Stored rows:
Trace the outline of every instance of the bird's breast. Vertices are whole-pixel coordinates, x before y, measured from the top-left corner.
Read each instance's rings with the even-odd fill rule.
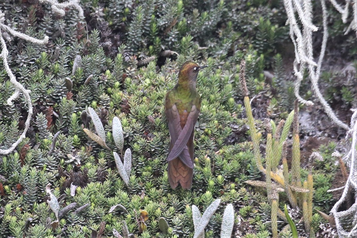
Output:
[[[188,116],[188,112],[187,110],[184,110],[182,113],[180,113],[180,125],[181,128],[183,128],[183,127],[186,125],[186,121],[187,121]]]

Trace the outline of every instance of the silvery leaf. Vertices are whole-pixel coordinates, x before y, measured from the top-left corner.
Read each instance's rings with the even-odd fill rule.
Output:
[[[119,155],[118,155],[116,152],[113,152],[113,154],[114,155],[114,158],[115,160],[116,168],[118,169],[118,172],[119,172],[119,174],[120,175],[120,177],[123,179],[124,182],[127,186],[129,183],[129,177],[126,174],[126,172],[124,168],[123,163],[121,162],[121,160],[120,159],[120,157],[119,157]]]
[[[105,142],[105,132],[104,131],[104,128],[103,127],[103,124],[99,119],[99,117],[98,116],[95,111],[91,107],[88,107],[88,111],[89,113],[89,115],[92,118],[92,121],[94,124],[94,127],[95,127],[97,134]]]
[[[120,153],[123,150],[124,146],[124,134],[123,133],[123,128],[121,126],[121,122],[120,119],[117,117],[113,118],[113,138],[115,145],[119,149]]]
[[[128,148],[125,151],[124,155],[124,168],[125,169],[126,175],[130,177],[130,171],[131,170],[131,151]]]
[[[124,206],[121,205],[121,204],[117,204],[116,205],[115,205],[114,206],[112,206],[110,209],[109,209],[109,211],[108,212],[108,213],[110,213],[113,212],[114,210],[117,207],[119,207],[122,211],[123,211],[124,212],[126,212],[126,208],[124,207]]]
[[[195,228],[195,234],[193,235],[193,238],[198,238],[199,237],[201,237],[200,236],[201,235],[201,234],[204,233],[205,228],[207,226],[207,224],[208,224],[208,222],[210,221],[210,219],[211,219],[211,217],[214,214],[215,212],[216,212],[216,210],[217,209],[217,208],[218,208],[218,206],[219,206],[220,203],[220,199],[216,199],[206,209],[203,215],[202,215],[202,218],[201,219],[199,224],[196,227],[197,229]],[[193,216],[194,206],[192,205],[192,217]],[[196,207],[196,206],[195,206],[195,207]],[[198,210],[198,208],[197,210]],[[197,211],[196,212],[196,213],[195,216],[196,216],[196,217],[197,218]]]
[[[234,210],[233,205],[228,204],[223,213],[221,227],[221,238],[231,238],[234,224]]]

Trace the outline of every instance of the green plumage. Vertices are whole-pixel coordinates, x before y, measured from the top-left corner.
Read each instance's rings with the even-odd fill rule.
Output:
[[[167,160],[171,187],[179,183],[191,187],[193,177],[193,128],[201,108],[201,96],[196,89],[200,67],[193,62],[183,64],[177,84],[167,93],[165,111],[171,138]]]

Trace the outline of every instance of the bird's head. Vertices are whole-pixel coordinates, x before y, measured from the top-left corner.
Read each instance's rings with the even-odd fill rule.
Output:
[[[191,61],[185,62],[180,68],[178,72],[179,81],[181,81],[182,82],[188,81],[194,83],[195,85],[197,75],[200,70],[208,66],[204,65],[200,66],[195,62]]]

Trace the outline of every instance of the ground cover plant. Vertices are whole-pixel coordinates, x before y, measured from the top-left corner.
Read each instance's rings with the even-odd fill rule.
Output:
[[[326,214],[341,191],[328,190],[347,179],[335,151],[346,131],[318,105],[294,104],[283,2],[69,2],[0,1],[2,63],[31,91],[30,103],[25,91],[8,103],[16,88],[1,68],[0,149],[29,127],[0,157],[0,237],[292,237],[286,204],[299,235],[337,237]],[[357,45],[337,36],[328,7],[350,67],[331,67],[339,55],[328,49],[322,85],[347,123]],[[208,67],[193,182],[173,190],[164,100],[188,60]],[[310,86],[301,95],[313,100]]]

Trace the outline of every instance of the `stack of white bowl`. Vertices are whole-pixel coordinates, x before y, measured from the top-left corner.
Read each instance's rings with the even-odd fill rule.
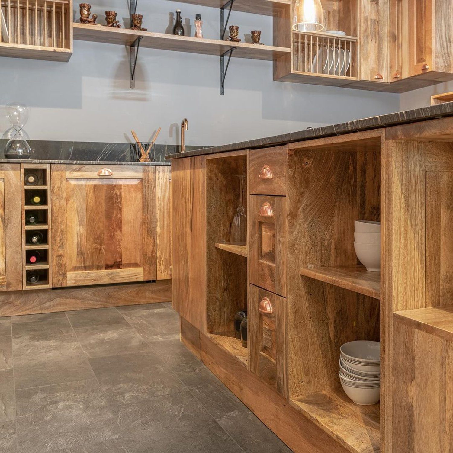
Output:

Exercise prompt: Write out the lines verbatim, starting at the line that contains "Trace the outline of every instance of the bird's head." and ending at the last line, with the pictures left out.

The solution:
Trace the outline of every instance of the bird's head. Vertices are whole-pixel coordinates, x before y, measured from the top-left corner.
Read each instance's rings with the even-odd fill rule.
Output:
[[[191,61],[185,62],[180,68],[178,72],[179,81],[181,81],[182,82],[188,81],[194,83],[195,85],[197,75],[200,70],[208,66],[204,65],[200,66],[195,62]]]

Trace the outline of every instance of the ground cover plant. Vertices are whole-pixel coordinates, x before y, measured from the top-left corner.
Read each instance's rings with the even-odd fill rule.
Output:
[[[326,214],[341,191],[328,190],[347,179],[335,151],[346,131],[318,105],[294,104],[283,2],[69,2],[0,1],[2,63],[31,91],[30,103],[25,91],[8,103],[16,88],[1,68],[0,149],[29,127],[0,157],[0,237],[292,237],[286,204],[299,235],[337,237]],[[357,45],[337,36],[328,7],[350,67],[331,67],[339,55],[328,49],[322,85],[347,123]],[[208,67],[193,182],[173,190],[164,100],[188,60]],[[310,86],[301,95],[313,100]]]

Trace the outline of every instance of the `stack of white bowl`. Vertices are whole-pixel coordinates, x before y, measured from the top-left corner.
Read each instance's rings with the even-odd fill rule.
Output:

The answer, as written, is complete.